(Beginning of Source extract)

SO here is my question - I consider the turning point of the story when I stopped allopathic treatment - what would you have had me do? How would you guys have rewritten this story? Would I still be at the doctors, a guinea pig for different meds? continuing to suffer from side effects (some of which were pretty serious?)
Seriously, how do you, the scientists, the skeptics, change this story???? You guys think I am an idiot for believing in homeopathy - I look back at those 7 wasted years and think I am an idiot for believing in allopathy for my condition for so long.
That is understandable, but intellectually, you should be able to concede that there is no proof of a causality. Maybe your illness lasted 7 years, then went away by itself. Maybe it would have done so without treatment, or with another treatment. Let me ask you a "rewrite story question": Let us imagine that the treatment you were attempting when you became better was, say, Cranio Sacral Therapy. Would you now be a firm believer in CST?

(End of Source extract)
(Beginning of Data for analysis)

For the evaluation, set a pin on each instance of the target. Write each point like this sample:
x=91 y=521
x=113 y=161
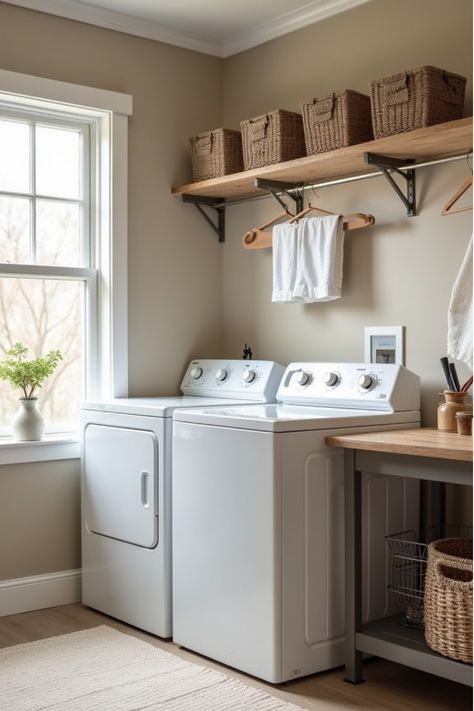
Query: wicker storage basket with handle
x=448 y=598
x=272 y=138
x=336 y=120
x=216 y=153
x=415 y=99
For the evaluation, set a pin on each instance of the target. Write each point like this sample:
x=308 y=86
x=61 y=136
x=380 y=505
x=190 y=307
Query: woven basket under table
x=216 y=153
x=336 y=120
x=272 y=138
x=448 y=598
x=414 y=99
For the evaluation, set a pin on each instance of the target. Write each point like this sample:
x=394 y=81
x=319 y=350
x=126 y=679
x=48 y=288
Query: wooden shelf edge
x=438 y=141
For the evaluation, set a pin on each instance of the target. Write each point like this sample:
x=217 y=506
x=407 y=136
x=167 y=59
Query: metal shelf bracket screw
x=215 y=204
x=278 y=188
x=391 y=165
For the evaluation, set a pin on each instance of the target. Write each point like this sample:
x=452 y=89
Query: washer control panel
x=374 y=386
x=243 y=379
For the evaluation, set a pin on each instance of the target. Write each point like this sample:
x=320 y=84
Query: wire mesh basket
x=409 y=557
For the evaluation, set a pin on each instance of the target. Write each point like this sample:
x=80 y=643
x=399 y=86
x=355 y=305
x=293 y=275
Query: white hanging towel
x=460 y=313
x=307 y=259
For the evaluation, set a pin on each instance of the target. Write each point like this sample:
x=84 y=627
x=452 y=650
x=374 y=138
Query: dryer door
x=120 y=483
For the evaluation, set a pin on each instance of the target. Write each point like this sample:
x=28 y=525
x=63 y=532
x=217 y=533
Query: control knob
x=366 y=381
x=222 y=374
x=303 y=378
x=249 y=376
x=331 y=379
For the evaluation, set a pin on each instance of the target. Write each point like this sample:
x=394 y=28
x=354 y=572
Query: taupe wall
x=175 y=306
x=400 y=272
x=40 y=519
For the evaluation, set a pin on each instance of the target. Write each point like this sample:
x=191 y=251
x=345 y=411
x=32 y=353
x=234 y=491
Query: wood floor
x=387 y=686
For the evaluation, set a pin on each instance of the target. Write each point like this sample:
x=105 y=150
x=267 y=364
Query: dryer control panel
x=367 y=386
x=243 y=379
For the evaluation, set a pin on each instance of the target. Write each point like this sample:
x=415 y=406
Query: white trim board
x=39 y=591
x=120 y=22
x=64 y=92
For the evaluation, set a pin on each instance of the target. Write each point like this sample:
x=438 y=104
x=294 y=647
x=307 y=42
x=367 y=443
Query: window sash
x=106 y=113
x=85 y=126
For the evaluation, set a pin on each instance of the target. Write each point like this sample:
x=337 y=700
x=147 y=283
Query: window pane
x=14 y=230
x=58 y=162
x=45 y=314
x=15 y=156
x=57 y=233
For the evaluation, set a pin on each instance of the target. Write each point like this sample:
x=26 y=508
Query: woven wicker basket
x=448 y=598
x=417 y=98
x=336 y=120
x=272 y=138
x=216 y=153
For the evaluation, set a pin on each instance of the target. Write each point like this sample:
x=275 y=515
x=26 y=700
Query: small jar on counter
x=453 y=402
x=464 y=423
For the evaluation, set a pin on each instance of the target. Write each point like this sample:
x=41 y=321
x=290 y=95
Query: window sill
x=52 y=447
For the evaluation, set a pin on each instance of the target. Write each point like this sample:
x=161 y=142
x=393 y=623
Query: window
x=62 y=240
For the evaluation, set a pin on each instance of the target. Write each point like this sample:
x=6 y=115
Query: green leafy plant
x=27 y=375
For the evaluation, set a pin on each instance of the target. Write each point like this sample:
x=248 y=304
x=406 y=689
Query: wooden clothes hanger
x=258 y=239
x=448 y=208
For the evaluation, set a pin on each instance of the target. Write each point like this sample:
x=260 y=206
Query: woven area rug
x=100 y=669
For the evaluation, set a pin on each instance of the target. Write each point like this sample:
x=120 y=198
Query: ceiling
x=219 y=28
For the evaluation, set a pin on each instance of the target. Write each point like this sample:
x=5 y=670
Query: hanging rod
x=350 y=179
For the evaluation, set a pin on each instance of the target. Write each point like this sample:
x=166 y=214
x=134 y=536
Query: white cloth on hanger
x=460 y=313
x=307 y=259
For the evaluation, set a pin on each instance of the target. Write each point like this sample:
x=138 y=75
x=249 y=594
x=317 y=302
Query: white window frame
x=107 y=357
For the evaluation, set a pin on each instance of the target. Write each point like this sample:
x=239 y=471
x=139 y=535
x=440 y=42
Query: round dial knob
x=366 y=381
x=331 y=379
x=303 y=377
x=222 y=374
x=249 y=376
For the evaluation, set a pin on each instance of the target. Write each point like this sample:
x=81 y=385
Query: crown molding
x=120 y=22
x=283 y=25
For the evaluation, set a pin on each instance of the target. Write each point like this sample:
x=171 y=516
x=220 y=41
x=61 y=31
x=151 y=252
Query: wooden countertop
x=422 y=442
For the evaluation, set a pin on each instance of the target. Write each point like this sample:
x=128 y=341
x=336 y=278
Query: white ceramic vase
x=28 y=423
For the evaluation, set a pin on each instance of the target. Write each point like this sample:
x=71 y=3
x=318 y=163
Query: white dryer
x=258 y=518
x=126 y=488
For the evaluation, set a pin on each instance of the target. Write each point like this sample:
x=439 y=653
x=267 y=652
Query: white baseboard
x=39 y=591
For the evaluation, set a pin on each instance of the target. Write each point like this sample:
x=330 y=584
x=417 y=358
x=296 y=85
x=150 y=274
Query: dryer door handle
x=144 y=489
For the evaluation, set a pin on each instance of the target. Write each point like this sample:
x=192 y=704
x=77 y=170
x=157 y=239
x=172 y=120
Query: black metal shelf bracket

(End of Data for analysis)

Task requirements:
In the exchange about homeopathy, which therapy does the reply name in its imagined "rewrite story question"?

Finished task:
Cranio Sacral Therapy (CST)